___ TASK MATERIAL
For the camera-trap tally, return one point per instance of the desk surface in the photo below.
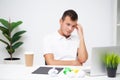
(21, 72)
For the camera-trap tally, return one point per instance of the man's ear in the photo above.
(61, 21)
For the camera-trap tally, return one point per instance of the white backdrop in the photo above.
(41, 17)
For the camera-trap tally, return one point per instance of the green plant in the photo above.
(111, 60)
(11, 35)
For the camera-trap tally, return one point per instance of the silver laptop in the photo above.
(97, 67)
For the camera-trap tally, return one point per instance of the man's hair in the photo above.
(71, 13)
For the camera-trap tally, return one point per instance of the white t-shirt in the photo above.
(62, 48)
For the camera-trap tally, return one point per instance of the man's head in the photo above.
(68, 22)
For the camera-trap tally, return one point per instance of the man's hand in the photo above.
(79, 30)
(76, 63)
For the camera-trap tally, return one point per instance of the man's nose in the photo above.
(70, 28)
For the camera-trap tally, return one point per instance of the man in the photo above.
(63, 48)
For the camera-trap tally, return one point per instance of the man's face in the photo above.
(67, 26)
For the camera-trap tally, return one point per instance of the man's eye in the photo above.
(68, 24)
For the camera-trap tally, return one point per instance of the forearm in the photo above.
(82, 51)
(65, 62)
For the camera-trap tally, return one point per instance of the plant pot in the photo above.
(12, 61)
(111, 72)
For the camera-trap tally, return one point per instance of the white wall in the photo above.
(41, 17)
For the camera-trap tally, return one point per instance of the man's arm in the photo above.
(82, 52)
(49, 58)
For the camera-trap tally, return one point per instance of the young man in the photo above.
(63, 48)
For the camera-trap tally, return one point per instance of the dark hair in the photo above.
(71, 13)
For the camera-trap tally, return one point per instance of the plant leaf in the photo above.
(18, 33)
(4, 30)
(15, 38)
(15, 24)
(4, 42)
(7, 37)
(16, 45)
(10, 50)
(4, 22)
______
Rewrite all of the entries above as a Markdown table with the columns "Row" and "Line", one line per row, numbered in order. Skip blank lines and leave out the pictures.

| Row | Line |
|---|---|
| 1 | For the camera-trap tally, return one point per instance of the desk surface in the photo below. |
| 2 | (21, 72) |
| 3 | For the camera-trap tally, return one point per instance of the man's ear in the photo above. |
| 4 | (61, 21) |
| 5 | For the camera-trap tally, return one point per instance of the white backdrop in the photo above. |
| 6 | (41, 17) |
| 7 | For the camera-trap tally, return one point per instance of the green plant in the photo above. |
| 8 | (111, 60) |
| 9 | (11, 35) |
| 10 | For the camera-trap tally, return one point per instance of the silver laptop in the photo above. |
| 11 | (97, 67) |
| 12 | For the camera-trap tally, return one point per instance of the man's hair in the photo above. |
| 13 | (71, 13) |
| 14 | For the camera-trap tally, return one point per instance of the white t-shirt in the photo above. |
| 15 | (62, 48) |
| 16 | For the camera-trap tally, return one point per instance of the man's head in the photo above. |
| 17 | (68, 22) |
| 18 | For the camera-trap tally, return one point per instance of the man's hand in the photo above. |
| 19 | (79, 30) |
| 20 | (76, 63) |
| 21 | For the camera-trap tally, return one point per instance of the man's nose in the photo above. |
| 22 | (70, 28) |
| 23 | For the camera-trap tally, return one point per instance of the man in the photo above. |
| 24 | (63, 48) |
| 25 | For the camera-trap tally, return one point per instance of the man's face in the photo above. |
| 26 | (67, 26) |
| 27 | For the camera-trap tally, return one point per instance of the man's eye in the photo above. |
| 28 | (68, 24) |
| 29 | For the camera-trap tally, return one point per instance of the forearm in the photo above. |
| 30 | (82, 51) |
| 31 | (65, 62) |
| 32 | For the camera-trap tally, return one point per instance of the plant pot in the photo above. |
| 33 | (12, 61) |
| 34 | (111, 72) |
| 35 | For the camera-trap tally, return one point per instance of the white wall in the photo above. |
| 36 | (41, 17) |
| 37 | For the camera-trap tally, return one point per instance of the man's arm in the photo above. |
| 38 | (82, 52) |
| 39 | (49, 58) |
| 40 | For the camera-trap tally, return one point per instance of the young man in the photo above. |
| 41 | (63, 48) |
| 42 | For the camera-trap tally, return one point per instance of the dark hair in the photo above. |
| 43 | (71, 13) |
| 44 | For the camera-trap tally, return one point per instance of the plant leaf in the photo above. |
| 45 | (18, 33) |
| 46 | (4, 30) |
| 47 | (15, 38) |
| 48 | (15, 24) |
| 49 | (4, 42) |
| 50 | (7, 37) |
| 51 | (16, 45) |
| 52 | (10, 50) |
| 53 | (4, 22) |